-- TEXT EXTRACT start --

Lua was never an academic language, that is, we did not create Lua to do research or to write papers about it.

Back in 1993, Luiz Henrique Figueiredo and Waldemar Celes were working on some programs for the Brazilian Oil Company, and they needed a configuration language. At that time, the nearest thing we had was Tcl, but its syntax was considered too arcane for non-professional programmers, such as geologists, who would be the main users of the language.

Therefore, I joined them to develop a “generic configuration language” which could be used for their programs.

Since the beginning, Lua has had real uses and users. It took many years for me to focus my academic interests in issues related to Lua.

RM:
Were there any especially difficult problems you had to overcome in the development of the language?
RI:
Not really. The first implementation was simple, and it solved the problems at hand. Since then, we have had the luxury of avoiding hard/annoying problems. That is, there have been many problems along the way, but we never had to overcome them; we have always had the option to postpone a solution.

Some of them have waited several years before being solved. For instance, since Lua 2.2, released in 1995, we have wanted lexical scoping in Lua, but we didn’t know how to implement it efficiently within Lua’s constraints. Nobody did. Only with Lua 5.0, released in 2003 did we solve the problem, with a novel algorithm.

RM:
Lua has been a huge great success, but you didn’t implement lexical scooping until relatively recently. Why did that take you a long time? Was it a bug problem?
RI:
The usual implementations for lexical scooping demand some analysis by the compiler (such as escape analysis). Lua’s (pre)compiler must be very fast and small, so it cannot support that kind of analysis.

-- TEXT EXTRACT end --
-- DATA SECTION start --

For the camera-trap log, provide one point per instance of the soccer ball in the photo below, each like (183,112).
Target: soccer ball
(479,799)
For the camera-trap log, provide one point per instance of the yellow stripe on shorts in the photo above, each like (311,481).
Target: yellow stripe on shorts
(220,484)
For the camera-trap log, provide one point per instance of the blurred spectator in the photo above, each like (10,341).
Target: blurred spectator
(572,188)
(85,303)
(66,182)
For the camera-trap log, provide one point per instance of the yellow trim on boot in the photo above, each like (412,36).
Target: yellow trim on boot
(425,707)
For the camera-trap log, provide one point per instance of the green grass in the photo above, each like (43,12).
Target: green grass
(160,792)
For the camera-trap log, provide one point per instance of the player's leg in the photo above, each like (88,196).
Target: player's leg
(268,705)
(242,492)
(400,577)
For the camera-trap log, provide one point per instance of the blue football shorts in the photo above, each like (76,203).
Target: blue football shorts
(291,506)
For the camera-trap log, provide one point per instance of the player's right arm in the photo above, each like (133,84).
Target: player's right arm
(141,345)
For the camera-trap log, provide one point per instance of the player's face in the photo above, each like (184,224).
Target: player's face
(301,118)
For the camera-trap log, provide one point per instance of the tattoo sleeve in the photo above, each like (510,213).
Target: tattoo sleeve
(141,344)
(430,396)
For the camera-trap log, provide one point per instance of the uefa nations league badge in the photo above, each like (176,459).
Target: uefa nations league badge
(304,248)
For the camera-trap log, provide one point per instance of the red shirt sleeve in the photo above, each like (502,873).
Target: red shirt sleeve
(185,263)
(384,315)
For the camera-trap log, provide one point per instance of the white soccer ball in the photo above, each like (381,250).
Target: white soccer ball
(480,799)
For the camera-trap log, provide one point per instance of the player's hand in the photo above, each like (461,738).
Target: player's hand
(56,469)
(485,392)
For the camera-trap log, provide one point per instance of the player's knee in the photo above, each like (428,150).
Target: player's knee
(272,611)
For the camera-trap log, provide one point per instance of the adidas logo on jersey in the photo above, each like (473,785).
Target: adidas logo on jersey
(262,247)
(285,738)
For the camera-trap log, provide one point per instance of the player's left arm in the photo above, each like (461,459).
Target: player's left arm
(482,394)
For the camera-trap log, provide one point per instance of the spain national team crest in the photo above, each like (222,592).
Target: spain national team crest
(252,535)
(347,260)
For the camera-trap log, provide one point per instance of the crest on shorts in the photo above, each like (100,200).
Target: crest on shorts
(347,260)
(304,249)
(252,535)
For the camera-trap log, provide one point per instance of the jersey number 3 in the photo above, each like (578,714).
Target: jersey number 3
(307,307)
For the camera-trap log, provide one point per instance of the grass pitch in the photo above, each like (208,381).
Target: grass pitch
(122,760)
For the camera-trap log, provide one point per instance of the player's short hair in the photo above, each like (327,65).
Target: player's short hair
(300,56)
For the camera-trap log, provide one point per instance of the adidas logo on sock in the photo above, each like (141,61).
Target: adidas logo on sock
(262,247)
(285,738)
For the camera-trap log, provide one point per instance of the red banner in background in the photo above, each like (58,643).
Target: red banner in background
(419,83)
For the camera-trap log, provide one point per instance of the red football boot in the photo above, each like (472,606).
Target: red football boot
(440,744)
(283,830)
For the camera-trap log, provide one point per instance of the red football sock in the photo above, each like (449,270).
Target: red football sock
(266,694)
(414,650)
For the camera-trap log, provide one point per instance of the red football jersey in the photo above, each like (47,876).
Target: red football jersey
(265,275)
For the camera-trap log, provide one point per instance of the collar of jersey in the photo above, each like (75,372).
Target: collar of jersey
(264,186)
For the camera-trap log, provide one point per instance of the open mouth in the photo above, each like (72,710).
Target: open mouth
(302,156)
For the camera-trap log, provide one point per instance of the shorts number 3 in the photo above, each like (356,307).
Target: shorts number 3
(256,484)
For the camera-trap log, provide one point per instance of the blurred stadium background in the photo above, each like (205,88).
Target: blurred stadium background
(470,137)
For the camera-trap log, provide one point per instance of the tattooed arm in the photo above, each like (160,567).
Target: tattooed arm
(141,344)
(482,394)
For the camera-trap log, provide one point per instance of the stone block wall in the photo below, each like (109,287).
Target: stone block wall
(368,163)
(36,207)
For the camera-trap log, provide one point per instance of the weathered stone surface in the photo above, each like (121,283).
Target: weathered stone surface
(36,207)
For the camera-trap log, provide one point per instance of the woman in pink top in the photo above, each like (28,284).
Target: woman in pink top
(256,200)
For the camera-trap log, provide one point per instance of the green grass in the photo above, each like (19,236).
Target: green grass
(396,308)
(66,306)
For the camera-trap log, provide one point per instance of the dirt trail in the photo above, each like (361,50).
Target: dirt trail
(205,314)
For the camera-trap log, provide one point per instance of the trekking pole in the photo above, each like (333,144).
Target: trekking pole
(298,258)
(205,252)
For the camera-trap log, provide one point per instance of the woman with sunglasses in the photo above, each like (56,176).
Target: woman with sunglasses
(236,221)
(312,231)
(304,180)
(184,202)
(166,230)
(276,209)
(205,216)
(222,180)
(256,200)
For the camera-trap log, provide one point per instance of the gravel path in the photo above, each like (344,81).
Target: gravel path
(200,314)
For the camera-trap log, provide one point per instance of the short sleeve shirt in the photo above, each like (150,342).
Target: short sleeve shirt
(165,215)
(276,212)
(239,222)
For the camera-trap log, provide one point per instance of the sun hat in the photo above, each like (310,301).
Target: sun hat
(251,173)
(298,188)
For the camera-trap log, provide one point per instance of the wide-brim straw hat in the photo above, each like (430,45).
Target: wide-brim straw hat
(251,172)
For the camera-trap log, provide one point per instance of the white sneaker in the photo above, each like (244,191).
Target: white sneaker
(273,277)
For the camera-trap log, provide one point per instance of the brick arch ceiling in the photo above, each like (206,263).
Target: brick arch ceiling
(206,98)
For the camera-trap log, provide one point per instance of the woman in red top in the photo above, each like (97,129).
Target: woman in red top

-- DATA SECTION end --

WHAT TO WORK ON:
1) According to the interview about Lua, which Lua release solved the problem of lexical scoping, and in what year was it released?
2) Carry the interview about Lua's development forward from its final sentence.

ANSWERS TO EACH TASK:
1) Lua 5.0, released in 2003.

2)
The other option, used by some scripting languages, is to allocate all local variables in the heap, but that is too inefficient. Only around 2001 to 2002 we came up with a novel implementation, which keeps all local variables in a regular stack and moves those accessed by closures to the heap on demand, with very little help from the compiler.

RM:
Why do you think that Lua has been such a popular toolkit for apps, video games and business middleware?
RI:
I am not sure the answer is the same for all of them. For games, I think part of the answer is more related to its implementation, not to its design: portability, small size, performance, and ’embeddability’.

Most other dynamic languages, such as Perl or Python, give much more emphasis on extending, as opposed to embedding. There is a famous white paper, in the Python community, arguing that “The only correct way to integrate Python with an application is to extend.”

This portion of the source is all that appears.